What to do
Convert the following entries into a JSON list of strings with one string per line and no blank lines, beginning at the line that contains "Objective: using the image above, find the suv rear window" and stopping after the line that contains "[0,113,53,335]".

Supplied records
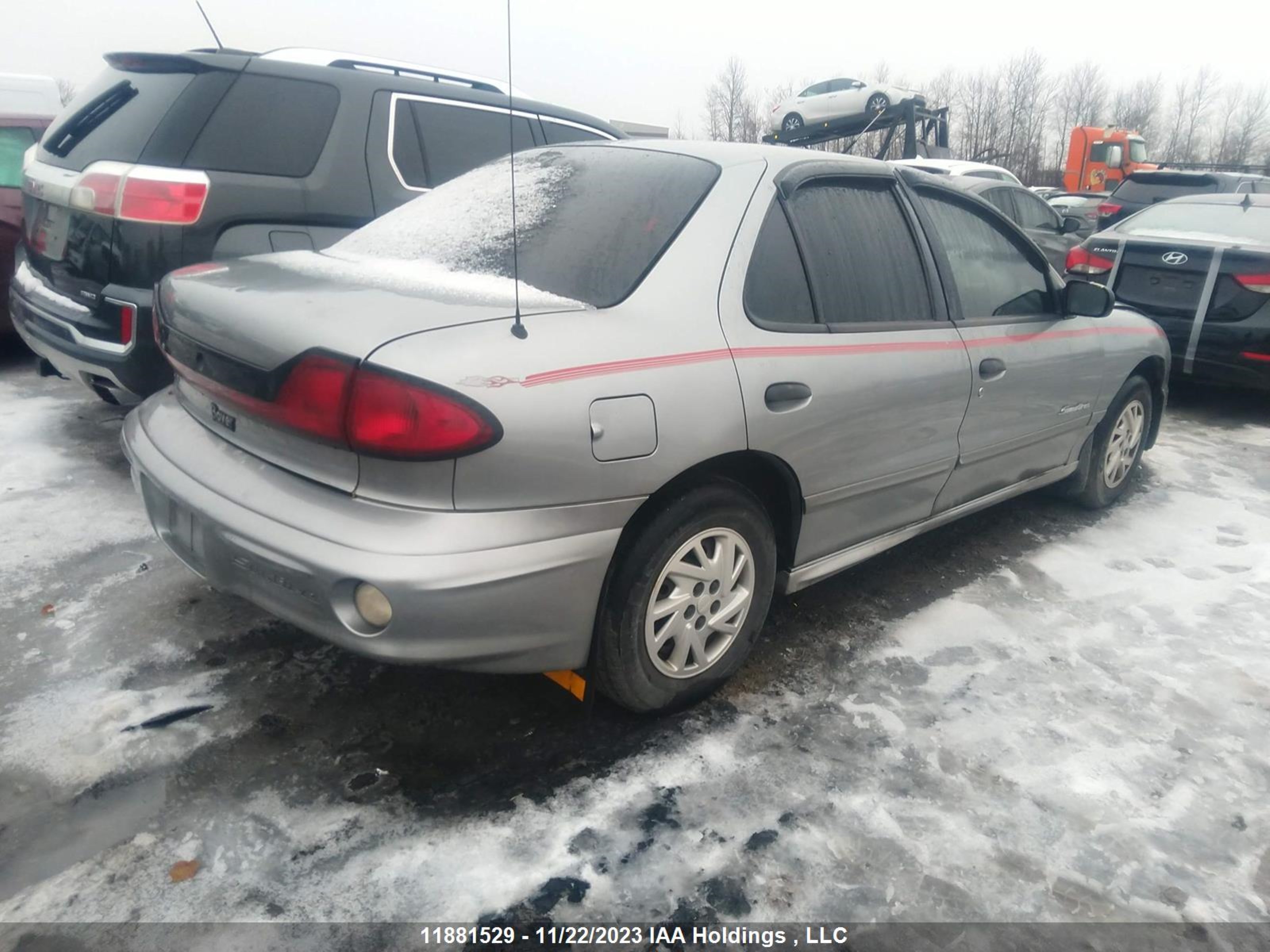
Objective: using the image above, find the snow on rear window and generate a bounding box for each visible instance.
[1118,202,1270,245]
[324,145,719,307]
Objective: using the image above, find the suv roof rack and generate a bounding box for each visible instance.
[260,46,521,95]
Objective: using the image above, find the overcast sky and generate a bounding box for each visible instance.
[0,0,1270,129]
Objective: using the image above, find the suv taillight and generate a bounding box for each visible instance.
[1233,273,1270,294]
[70,163,211,225]
[1064,245,1115,274]
[167,351,503,459]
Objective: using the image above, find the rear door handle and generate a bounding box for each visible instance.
[979,357,1006,382]
[763,382,812,413]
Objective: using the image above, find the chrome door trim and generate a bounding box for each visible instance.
[776,459,1080,594]
[806,457,956,512]
[1182,248,1226,373]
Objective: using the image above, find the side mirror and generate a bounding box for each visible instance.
[1063,280,1115,317]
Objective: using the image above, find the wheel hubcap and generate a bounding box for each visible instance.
[1103,400,1147,489]
[644,528,754,678]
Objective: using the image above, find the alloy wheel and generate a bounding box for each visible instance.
[1103,400,1147,489]
[644,528,754,678]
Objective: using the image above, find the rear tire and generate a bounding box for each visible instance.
[596,482,776,712]
[1072,376,1156,509]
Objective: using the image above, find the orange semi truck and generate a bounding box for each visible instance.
[1063,126,1158,192]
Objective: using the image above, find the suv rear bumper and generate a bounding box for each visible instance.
[122,390,643,673]
[9,282,171,404]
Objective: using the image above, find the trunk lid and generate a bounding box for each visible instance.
[155,251,533,493]
[23,53,248,343]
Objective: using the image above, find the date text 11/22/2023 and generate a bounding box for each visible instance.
[419,923,847,948]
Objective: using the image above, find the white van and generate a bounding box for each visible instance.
[0,72,62,118]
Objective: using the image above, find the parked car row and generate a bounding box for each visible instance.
[12,50,622,402]
[12,51,1170,711]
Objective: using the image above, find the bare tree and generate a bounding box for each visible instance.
[706,56,757,142]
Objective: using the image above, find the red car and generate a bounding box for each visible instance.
[0,113,53,334]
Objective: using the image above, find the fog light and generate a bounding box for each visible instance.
[353,582,393,628]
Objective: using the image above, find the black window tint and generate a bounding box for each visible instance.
[1014,189,1056,228]
[0,126,36,188]
[393,100,428,188]
[410,102,533,188]
[328,145,719,307]
[980,188,1017,220]
[542,115,604,146]
[922,192,1054,317]
[745,202,815,324]
[185,74,339,178]
[790,179,932,324]
[40,69,193,169]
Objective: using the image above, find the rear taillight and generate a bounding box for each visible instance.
[1232,272,1270,294]
[348,367,503,459]
[167,353,503,459]
[1064,246,1115,274]
[119,305,137,344]
[71,163,211,225]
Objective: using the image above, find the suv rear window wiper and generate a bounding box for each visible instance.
[44,80,137,159]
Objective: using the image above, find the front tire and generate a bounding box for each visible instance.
[1073,376,1155,509]
[597,482,776,712]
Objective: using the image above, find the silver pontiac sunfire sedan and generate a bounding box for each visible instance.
[123,142,1168,711]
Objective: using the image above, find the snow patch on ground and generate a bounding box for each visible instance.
[0,668,223,791]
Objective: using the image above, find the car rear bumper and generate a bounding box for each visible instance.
[122,391,643,673]
[9,283,171,404]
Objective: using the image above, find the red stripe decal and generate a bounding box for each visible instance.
[508,328,1164,387]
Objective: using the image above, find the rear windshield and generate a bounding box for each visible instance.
[0,126,36,188]
[39,69,193,169]
[1118,202,1270,245]
[1115,175,1217,204]
[326,145,719,307]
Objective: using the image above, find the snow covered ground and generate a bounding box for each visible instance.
[0,357,1270,923]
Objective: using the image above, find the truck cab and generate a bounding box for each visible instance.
[1063,126,1158,192]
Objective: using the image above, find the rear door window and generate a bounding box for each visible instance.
[744,202,815,325]
[184,74,339,178]
[790,178,935,325]
[0,126,36,188]
[920,189,1056,319]
[1011,189,1058,228]
[409,99,533,188]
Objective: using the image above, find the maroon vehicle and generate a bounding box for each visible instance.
[0,113,53,335]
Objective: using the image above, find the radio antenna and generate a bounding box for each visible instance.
[194,0,225,50]
[507,0,529,340]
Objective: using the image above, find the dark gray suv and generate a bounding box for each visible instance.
[10,50,623,402]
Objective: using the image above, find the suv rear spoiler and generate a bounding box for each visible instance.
[102,50,252,72]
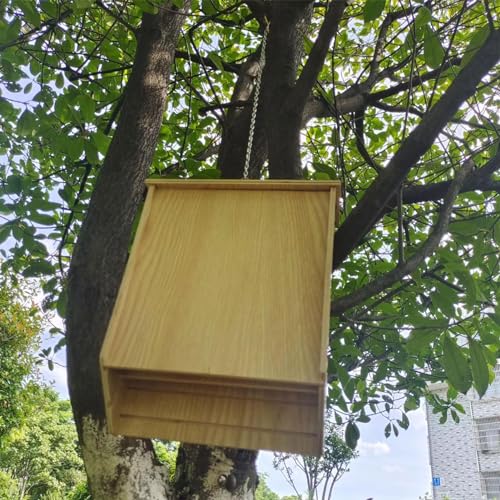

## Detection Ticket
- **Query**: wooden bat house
[101,180,339,455]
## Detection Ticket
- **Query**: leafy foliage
[0,0,500,466]
[274,418,357,500]
[0,384,85,500]
[0,279,41,442]
[255,475,280,500]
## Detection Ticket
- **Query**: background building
[427,367,500,500]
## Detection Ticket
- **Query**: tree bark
[66,0,190,500]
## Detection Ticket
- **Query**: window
[482,470,500,500]
[476,417,500,454]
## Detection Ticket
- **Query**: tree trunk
[66,0,190,500]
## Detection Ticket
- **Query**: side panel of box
[108,379,322,454]
[105,188,331,383]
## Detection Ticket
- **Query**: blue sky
[43,346,432,500]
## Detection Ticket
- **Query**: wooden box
[101,180,339,455]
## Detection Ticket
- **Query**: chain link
[243,22,269,179]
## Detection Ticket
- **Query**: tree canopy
[0,383,86,500]
[0,0,500,498]
[0,278,41,442]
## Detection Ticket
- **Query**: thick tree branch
[403,152,500,204]
[289,0,347,111]
[367,57,462,104]
[330,160,474,316]
[66,0,190,498]
[334,30,500,268]
[175,50,241,74]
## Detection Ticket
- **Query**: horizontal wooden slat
[146,179,340,191]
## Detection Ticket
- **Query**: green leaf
[78,95,96,123]
[5,175,23,194]
[208,52,224,71]
[415,6,432,30]
[406,330,439,354]
[345,421,359,450]
[201,0,217,16]
[424,25,444,69]
[17,110,36,136]
[363,0,386,22]
[17,0,40,28]
[0,226,11,244]
[23,259,54,278]
[73,0,94,10]
[56,290,68,318]
[30,212,56,226]
[441,335,472,394]
[469,339,489,398]
[384,424,392,438]
[460,25,490,69]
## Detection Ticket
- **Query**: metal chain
[243,22,269,179]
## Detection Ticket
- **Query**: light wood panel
[101,181,344,453]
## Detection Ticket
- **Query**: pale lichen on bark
[82,415,173,500]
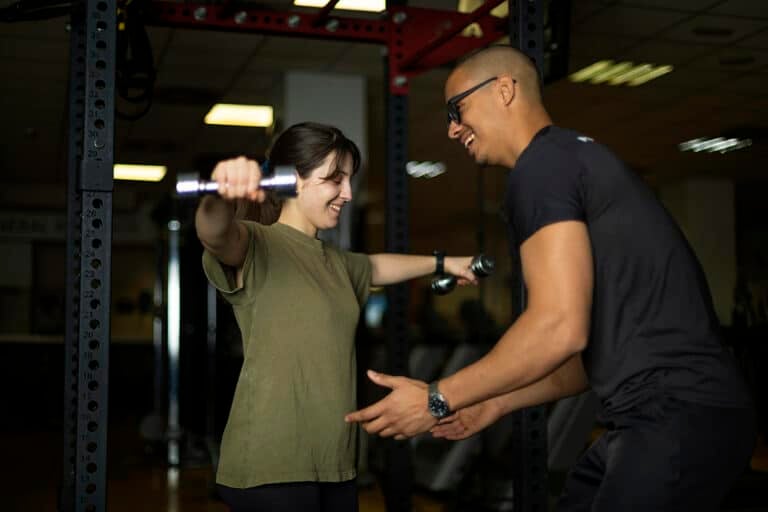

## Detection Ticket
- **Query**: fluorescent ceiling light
[677,137,752,154]
[293,0,387,12]
[205,103,273,127]
[112,164,167,181]
[568,60,674,87]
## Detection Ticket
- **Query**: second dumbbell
[431,254,496,295]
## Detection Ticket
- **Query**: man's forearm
[439,309,586,409]
[490,354,589,416]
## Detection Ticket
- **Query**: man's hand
[430,399,501,441]
[344,370,437,439]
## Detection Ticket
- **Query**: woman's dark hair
[235,123,360,224]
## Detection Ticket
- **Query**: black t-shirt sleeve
[506,144,585,246]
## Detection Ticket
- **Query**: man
[346,47,755,512]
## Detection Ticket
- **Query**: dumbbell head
[430,274,456,295]
[176,165,296,197]
[469,254,496,277]
[430,254,496,295]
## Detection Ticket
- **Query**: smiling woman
[195,123,476,512]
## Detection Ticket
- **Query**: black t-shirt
[506,126,751,416]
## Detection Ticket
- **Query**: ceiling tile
[710,0,768,19]
[616,0,718,12]
[155,66,234,91]
[578,6,687,37]
[0,37,69,63]
[722,73,768,97]
[571,0,613,25]
[0,17,69,41]
[659,15,766,45]
[170,29,264,54]
[160,46,255,74]
[622,41,715,66]
[232,66,282,93]
[738,29,768,50]
[641,68,732,91]
[570,31,642,57]
[331,43,384,76]
[689,48,768,70]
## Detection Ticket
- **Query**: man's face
[445,70,496,164]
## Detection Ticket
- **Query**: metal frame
[59,0,117,512]
[509,0,549,512]
[60,0,546,512]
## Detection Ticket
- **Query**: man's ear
[497,75,517,106]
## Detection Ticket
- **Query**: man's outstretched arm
[346,221,593,436]
[430,355,589,441]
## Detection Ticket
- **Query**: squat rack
[59,0,547,512]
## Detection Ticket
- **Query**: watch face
[429,395,450,418]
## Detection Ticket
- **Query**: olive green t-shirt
[203,222,371,488]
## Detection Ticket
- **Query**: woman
[195,123,476,512]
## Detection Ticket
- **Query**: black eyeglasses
[445,76,498,124]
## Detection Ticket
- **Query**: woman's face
[296,152,352,230]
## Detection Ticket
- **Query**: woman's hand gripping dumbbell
[176,156,296,199]
[431,251,496,295]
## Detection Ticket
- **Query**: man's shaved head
[454,45,541,102]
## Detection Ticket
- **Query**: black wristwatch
[427,381,451,420]
[432,250,445,276]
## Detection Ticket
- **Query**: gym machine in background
[57,0,570,512]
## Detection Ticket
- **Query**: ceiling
[0,0,768,245]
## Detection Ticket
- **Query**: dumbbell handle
[431,254,496,295]
[176,165,296,197]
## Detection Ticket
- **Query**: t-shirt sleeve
[203,222,267,305]
[342,251,372,306]
[506,144,586,245]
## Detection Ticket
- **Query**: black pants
[557,393,756,512]
[216,480,357,512]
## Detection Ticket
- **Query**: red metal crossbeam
[146,0,508,94]
[389,4,509,94]
[147,2,389,44]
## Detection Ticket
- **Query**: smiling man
[346,47,755,512]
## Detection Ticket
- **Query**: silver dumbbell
[176,165,296,197]
[430,254,496,295]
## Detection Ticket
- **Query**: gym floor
[6,425,768,512]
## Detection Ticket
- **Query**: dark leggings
[216,480,357,512]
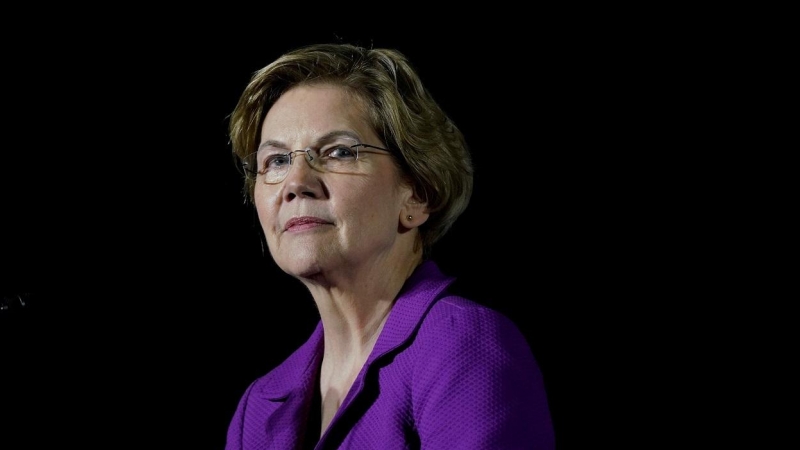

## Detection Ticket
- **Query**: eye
[260,153,290,171]
[320,144,356,160]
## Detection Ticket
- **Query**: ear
[400,195,430,228]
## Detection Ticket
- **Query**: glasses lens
[239,153,258,177]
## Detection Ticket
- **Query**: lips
[283,216,330,231]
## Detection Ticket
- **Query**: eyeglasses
[241,137,390,184]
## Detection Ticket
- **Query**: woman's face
[255,85,412,278]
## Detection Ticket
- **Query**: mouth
[283,216,331,231]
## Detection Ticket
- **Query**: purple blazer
[225,261,555,450]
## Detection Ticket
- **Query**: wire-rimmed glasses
[241,137,391,184]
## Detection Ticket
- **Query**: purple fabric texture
[226,261,555,450]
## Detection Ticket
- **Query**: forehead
[261,84,375,146]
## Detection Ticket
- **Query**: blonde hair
[229,43,473,254]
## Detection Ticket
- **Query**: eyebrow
[257,130,361,150]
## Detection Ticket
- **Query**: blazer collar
[260,261,455,402]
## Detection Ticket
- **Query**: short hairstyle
[229,43,473,255]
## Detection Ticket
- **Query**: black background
[0,15,672,449]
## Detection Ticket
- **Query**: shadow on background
[0,16,672,449]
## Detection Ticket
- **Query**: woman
[226,44,554,450]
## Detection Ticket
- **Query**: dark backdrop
[0,19,663,449]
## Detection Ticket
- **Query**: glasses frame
[238,143,392,184]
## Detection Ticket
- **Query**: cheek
[253,187,278,231]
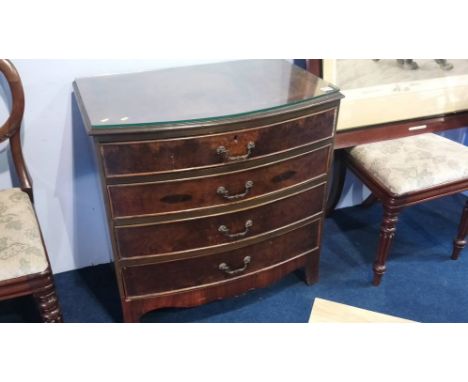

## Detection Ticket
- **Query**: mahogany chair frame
[0,59,63,322]
[347,155,468,286]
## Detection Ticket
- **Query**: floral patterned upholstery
[0,188,48,281]
[348,134,468,195]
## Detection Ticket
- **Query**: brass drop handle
[216,180,253,200]
[218,220,253,239]
[216,141,255,161]
[218,256,252,276]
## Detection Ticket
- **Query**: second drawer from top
[107,145,331,219]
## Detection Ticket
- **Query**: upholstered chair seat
[0,188,48,281]
[348,133,468,285]
[0,59,63,322]
[349,134,468,195]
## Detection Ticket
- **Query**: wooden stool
[348,134,468,285]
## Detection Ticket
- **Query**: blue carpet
[0,194,468,322]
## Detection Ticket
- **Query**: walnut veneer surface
[74,60,342,322]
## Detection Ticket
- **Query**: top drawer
[101,108,336,178]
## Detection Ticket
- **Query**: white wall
[0,60,227,273]
[0,60,468,273]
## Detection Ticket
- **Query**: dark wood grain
[74,63,342,322]
[452,200,468,260]
[122,221,319,296]
[121,254,318,322]
[108,145,331,218]
[101,109,336,177]
[347,151,468,286]
[0,59,63,322]
[115,184,325,258]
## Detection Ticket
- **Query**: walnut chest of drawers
[74,60,342,322]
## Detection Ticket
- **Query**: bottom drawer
[122,220,320,297]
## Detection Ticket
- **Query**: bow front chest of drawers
[74,60,342,322]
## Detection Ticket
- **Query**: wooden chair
[0,60,62,322]
[347,134,468,286]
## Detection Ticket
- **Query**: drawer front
[121,221,320,297]
[115,184,325,258]
[101,109,336,177]
[107,146,331,218]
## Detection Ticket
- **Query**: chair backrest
[0,59,33,201]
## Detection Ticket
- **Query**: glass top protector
[75,60,338,128]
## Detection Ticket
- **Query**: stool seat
[348,133,468,195]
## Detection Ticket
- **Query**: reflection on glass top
[75,60,338,128]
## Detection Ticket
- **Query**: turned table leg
[452,200,468,260]
[372,205,400,286]
[33,276,63,323]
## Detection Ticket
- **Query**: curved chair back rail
[0,59,33,201]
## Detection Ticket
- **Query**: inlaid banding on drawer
[122,221,320,297]
[107,145,331,219]
[101,108,336,178]
[115,183,325,258]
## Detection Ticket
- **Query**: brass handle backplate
[218,220,253,239]
[216,141,255,161]
[218,256,252,276]
[216,180,253,200]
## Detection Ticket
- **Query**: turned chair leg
[452,200,468,260]
[372,205,400,286]
[33,275,63,323]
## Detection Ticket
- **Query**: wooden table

Full solution
[
  "Objective: using the image above, find the suv rear window wiper and generate a bounding box for each visible instance.",
  "[44,80,137,159]",
  "Objective: using the image above, find the front tire and generate a bounding box for each visible instance.",
  "[1073,376,1155,509]",
  "[597,482,776,712]",
  "Objective: using the image above, find the silver pontiac sunfire sedan and generate a bounding box for each visible instance.",
  "[123,142,1168,711]",
  "Objective: using the image above, find the snow patch on ground and generate a bounding box for each visible instance.",
  "[0,668,223,791]",
  "Objective: using the image above, find the car rear bumper and generate a bounding box for each visible instance.",
  "[122,391,643,673]",
  "[9,283,171,404]",
  "Objective: using the image above, find the red stripe decal and generate a bounding box for each visible instance.",
  "[508,328,1164,387]",
  "Objective: using the image above, find the rear windshield and generate a bounding box for each visible instance.",
  "[0,126,36,188]",
  "[39,69,193,169]",
  "[1118,202,1270,245]",
  "[1115,175,1217,204]",
  "[326,145,719,307]",
  "Objective: using the image above, find the snow covered ground and generate a bounding box for each visible instance.",
  "[0,357,1270,923]",
  "Objective: using the image above, find the truck cab and generate a bounding box for each visible instance.",
  "[1063,126,1158,192]",
  "Objective: using the image above, find the rear door window and generate a bounding box for each visible instance.",
  "[744,202,815,325]",
  "[184,74,339,178]",
  "[790,178,935,325]",
  "[0,126,36,188]",
  "[920,189,1056,319]",
  "[1011,189,1058,228]",
  "[409,99,533,188]",
  "Objective: using the image above, find the maroon vehicle and generate a bounding box for each visible instance.",
  "[0,113,53,335]"
]